Page:
......

A train shed is a building adjacent to a station building where the tracks and platforms of a railway station are covered by a roof.  It is also known as an overall roof.  Its primary purpose is to store and protect from the elements train cars not in use, The first train shed was built in 1830 at Liverpool's Crown Street Station.

The biggest train sheds were often built as an arch of glass and iron, while the smaller were built as normal pitched roofs.

The train shed with the biggest single span ever built was that at the second Philadelphia Broad Street Station, built in 1891.

Types of train shed

Early wooden train sheds

The earliest train sheds were wooden structures, often with unglazed openings to allow smoke and steam to escape. The oldest part of Bristol Temple Meads is a particularly fine – and large – example, designed by Isambard Kingdom Brunel with mock-hammerbeam roof.

Surviving examples include:
Ashburton, Devon, England (station closed)
Bo'ness, Falkirk, Scotland
Frome, Somerset, England
Kingswear, Devon, England
Thurso, Highland, Scotland
Wick, Highland, Scotland

Classic metal and glass

The middle of the nineteenth century saw many large stations covered by iron, steel and glass train sheds, inspired by The Crystal Palace at The Great Exhibition in 1851. The best have been described as "like cathedrals" and feature curved roofs; other structures have pitched roofs.

Surviving examples of curved roof train sheds include:
Amsterdam Centraal, Netherlands
Antwerpen-Centraal, Belgium
Bath Green Park railway station, England (converted to covered market and car park)
Bangkok, Thailand
Barcelona Estació de França, Catalonia, Spain
Brighton, England
Bristol Temple Meads, England
Copenhagen Central Station, Denmark
Darlington Bank Top, England
Frankfurt (Main) Hauptbahnhof, Germany
Glasgow Queen Street, Scotland
Hull Paragon, England

Gare de Lille Flandres, France
Köln Hauptbahnhof, Germany
Liverpool Lime Street, England
London Kings Cross, England
London Paddington, England
London St Pancras, England

Madrid Atocha, Spain (converted to station atrium)
Manchester Central, England (converted to conference centre)
Manchester Piccadilly, England
Milano Centrale, Italy
Newcastle Central, England
Prague Main Station, Czech Republic
Reading Terminal, Philadelphia, United States (converted to convention center)

......

Data supplied:
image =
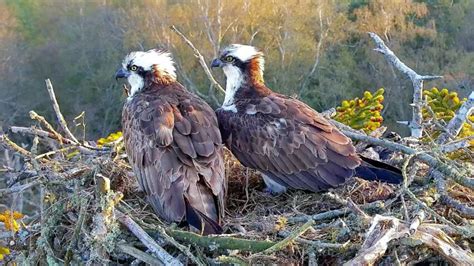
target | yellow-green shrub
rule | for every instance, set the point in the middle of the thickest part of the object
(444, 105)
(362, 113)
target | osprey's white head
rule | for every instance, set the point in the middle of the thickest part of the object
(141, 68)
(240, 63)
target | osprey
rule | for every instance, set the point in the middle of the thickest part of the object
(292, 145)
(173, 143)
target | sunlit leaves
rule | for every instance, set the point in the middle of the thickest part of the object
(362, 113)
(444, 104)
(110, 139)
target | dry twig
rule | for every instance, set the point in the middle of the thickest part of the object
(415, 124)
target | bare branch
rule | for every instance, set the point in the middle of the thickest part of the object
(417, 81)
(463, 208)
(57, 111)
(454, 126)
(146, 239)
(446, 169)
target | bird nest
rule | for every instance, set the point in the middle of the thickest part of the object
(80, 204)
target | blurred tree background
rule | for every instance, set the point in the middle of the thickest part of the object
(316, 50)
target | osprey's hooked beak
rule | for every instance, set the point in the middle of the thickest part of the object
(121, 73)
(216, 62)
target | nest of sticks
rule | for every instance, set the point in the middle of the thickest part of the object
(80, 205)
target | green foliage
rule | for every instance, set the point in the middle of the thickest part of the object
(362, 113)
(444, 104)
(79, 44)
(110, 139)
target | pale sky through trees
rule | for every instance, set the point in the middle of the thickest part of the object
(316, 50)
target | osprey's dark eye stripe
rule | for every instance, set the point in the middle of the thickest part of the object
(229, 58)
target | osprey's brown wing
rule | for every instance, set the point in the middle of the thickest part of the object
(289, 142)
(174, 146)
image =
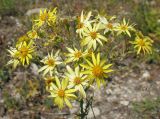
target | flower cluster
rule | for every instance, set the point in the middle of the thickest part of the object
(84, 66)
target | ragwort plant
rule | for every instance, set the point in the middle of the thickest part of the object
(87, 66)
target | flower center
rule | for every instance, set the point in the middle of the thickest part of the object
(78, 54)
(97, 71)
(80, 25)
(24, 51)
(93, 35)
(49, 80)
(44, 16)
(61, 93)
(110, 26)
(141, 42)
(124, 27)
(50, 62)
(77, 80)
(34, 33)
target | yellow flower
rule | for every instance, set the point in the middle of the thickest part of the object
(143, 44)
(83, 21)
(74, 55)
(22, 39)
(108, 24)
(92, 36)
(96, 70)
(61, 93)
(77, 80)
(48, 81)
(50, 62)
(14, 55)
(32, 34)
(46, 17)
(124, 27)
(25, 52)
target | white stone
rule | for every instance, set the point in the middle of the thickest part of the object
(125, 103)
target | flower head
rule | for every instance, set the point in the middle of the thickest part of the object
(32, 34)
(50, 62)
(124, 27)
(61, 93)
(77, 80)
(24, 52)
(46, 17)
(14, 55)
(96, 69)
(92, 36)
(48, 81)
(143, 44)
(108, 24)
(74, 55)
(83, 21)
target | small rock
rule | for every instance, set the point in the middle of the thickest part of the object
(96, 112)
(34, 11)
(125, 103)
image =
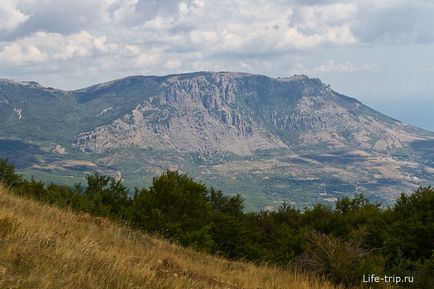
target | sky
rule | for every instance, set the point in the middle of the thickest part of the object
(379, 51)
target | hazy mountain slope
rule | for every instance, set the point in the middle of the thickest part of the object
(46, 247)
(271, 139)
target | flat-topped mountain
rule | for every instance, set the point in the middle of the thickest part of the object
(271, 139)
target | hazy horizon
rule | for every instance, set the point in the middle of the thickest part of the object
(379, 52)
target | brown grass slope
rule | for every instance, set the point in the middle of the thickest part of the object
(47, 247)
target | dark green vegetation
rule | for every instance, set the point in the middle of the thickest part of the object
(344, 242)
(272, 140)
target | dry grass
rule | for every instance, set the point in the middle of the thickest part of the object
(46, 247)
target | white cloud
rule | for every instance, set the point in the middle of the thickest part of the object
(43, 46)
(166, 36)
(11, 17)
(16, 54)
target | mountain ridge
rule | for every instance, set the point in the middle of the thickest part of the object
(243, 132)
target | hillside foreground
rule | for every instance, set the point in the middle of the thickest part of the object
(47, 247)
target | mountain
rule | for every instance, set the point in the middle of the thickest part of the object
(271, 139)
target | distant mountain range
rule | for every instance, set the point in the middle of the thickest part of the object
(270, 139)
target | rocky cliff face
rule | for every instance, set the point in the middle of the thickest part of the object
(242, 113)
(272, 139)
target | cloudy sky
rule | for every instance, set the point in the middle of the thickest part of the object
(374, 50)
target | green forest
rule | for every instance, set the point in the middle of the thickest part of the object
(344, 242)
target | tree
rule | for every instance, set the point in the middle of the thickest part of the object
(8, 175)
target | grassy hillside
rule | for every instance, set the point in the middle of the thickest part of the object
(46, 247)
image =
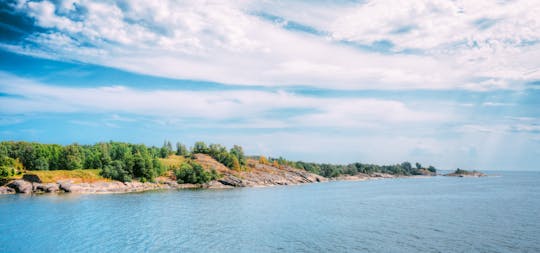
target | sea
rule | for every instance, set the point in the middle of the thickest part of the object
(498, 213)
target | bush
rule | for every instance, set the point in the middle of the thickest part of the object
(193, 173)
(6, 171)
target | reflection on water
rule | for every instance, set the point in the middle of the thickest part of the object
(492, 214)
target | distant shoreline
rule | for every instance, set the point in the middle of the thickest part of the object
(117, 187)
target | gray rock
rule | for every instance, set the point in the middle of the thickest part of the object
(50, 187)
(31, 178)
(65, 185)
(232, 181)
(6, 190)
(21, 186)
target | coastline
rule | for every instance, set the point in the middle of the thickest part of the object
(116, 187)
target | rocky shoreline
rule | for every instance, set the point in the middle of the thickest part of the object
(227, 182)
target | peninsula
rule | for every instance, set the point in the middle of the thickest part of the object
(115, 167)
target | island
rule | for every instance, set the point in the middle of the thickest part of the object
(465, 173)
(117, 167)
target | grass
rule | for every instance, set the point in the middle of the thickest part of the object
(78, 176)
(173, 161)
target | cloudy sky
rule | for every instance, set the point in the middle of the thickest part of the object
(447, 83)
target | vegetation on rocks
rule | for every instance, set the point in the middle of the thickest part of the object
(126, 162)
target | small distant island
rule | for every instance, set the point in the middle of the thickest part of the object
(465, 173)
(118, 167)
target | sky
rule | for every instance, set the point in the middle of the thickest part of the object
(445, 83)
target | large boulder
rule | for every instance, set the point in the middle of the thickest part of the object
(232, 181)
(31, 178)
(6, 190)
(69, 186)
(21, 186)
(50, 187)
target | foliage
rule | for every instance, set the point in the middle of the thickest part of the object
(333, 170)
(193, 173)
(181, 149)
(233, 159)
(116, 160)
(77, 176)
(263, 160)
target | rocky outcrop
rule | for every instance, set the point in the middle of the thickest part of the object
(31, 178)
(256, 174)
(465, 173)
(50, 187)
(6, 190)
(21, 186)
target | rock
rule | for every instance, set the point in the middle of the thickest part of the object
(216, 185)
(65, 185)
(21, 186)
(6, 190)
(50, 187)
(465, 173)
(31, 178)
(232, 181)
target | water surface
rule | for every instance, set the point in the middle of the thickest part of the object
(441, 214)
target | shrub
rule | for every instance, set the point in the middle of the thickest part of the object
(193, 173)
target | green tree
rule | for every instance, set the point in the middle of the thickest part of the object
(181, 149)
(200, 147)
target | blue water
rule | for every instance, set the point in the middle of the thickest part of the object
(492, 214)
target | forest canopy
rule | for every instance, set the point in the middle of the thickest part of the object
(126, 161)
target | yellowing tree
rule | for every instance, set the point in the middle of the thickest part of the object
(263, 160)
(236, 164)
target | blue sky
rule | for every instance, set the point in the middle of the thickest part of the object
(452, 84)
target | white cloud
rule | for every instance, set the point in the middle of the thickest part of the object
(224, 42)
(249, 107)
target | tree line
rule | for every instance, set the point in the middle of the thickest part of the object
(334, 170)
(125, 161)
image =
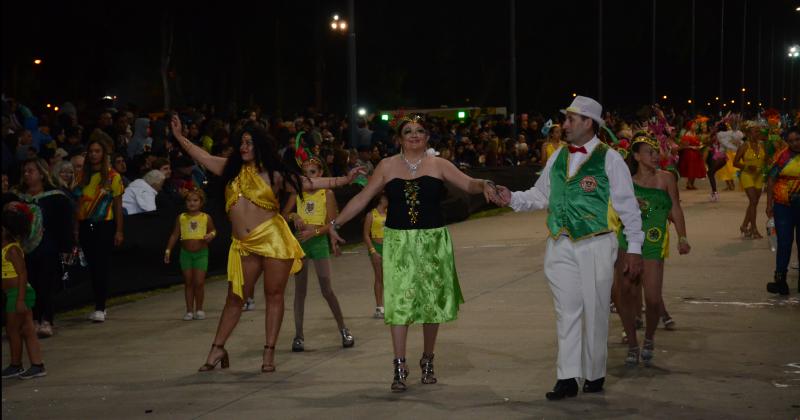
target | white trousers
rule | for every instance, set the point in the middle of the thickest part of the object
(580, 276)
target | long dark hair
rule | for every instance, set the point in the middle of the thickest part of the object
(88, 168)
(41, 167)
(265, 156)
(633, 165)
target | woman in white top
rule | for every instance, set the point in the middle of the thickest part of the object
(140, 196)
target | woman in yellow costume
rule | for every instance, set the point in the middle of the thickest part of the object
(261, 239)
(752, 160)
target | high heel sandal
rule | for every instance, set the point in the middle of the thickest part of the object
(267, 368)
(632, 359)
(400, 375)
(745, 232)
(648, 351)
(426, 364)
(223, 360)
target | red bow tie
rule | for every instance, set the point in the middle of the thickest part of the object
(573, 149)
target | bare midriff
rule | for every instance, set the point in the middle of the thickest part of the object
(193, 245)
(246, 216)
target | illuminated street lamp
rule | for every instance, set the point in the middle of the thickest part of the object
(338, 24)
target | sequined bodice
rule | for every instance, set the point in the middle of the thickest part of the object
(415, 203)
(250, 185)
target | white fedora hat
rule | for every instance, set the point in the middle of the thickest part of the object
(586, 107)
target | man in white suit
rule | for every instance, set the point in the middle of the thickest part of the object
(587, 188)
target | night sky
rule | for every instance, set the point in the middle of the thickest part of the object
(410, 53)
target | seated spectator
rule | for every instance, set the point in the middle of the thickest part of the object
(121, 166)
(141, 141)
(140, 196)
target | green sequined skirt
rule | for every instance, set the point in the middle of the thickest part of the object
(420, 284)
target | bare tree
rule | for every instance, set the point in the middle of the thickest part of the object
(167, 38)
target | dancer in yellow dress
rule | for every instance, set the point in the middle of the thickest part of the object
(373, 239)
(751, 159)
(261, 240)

......

What you will do:
Carry on with the train shed text from its last line. The records were drawn from a different source than the text.

Result for this task:
Tanjung Priok, Jakarta, Indonesia
York, North Yorkshire, England
Vitebsky railway station, Saint Petersburg, Russia
Lviv Railway station, Ukraine

Surviving examples of pitched roof train sheds include:
Ballarat, Geelong (and No 2 Goods Shed Melbourne), Australia

Beverley, England
Bournemouth, England
Budapest Nyugati, Hungary
Budapest Keleti, Hungary
Carlisle Citadel, England
Chester, England
Crewe, England
Edinburgh Waverley, Scotland
Frome, England
Filey, England

Glasgow Central station, Scotland
Harrisburg Transportation Center, Harrisburg, Pennsylvania, United States
Kuala Lumpur, Malaysia
London Liverpool Street, England

Paris Gare du Nord, France
Paris Gare de Lyon, France
Preston, England
Stoke-on-Trent, England
Wemyss Bay, Scotland

Surviving examples of Bush-type, developed by American civil engineer Lincoln Bush, and related train sheds include:
Hoboken Terminal, Hoboken, New Jersey, United States
Union Station, Winnipeg, Manitoba, Canada
Toronto Union Station, Toronto, Ontario, Canada - designed by A.R. Ketterson
Communipaw Terminal, Jersey City, New Jersey, United States
Mount Royal Station used by Maryland Institute College of Art for its Sculpture program Baltimore, Maryland

Surviving examples of other train sheds include:
Pennsylvania Station (Newark), Newark, New Jersey, United States
The SEPTA platform area of 30th Street Station, Philadelphia, United States

Concrete

The middle of the twentieth century saw concrete used as a structural material.

Surviving examples include:
Cockfosters tube station, London, England
Uxbridge tube station, London, England
Volksdorf U-Bahn station, Hamburg, Germany

Modern steel and glass

After many years with few, if any, significant new train sheds, recent years have seen some major stations given graceful train sheds by using modern technology.

Examples include:
Berlin Hauptbahnhof, Berlin, Germany
Longyang Road station on the Shanghai Maglev Train line
Gwangmyeong Station, Seoul, South Korea
Jefferson Station, Philadelphia, United States (while station is located underground, it has above-ground structures for the purpose of sheltering the platforms and trains)
Stillwell Avenue subway station, New York City, United States
Waterloo International, London, England
Southern Cross station, Melbourne, Australia
Liège-Guillemins, Liège, Belgium
Manchester Victoria station, Manchester, England
In the United States, the Walt Disney World Monorail System has some trainsheds along its route, including the entrance-gate station and the main hall (or Grand Canyon Concourse) of the Contemporary Resort.

Open-air canopy

The Union Station (Denver, Colorado), Denver, Colorado, US, features an open-air canopy structure covered with Teflon.

Car barn

In North America tram cars, there called streetcars or trolleys, are sometimes stored in structures called car barns or car houses. These buildings are usually enclosed and provide cover for trams from the elements.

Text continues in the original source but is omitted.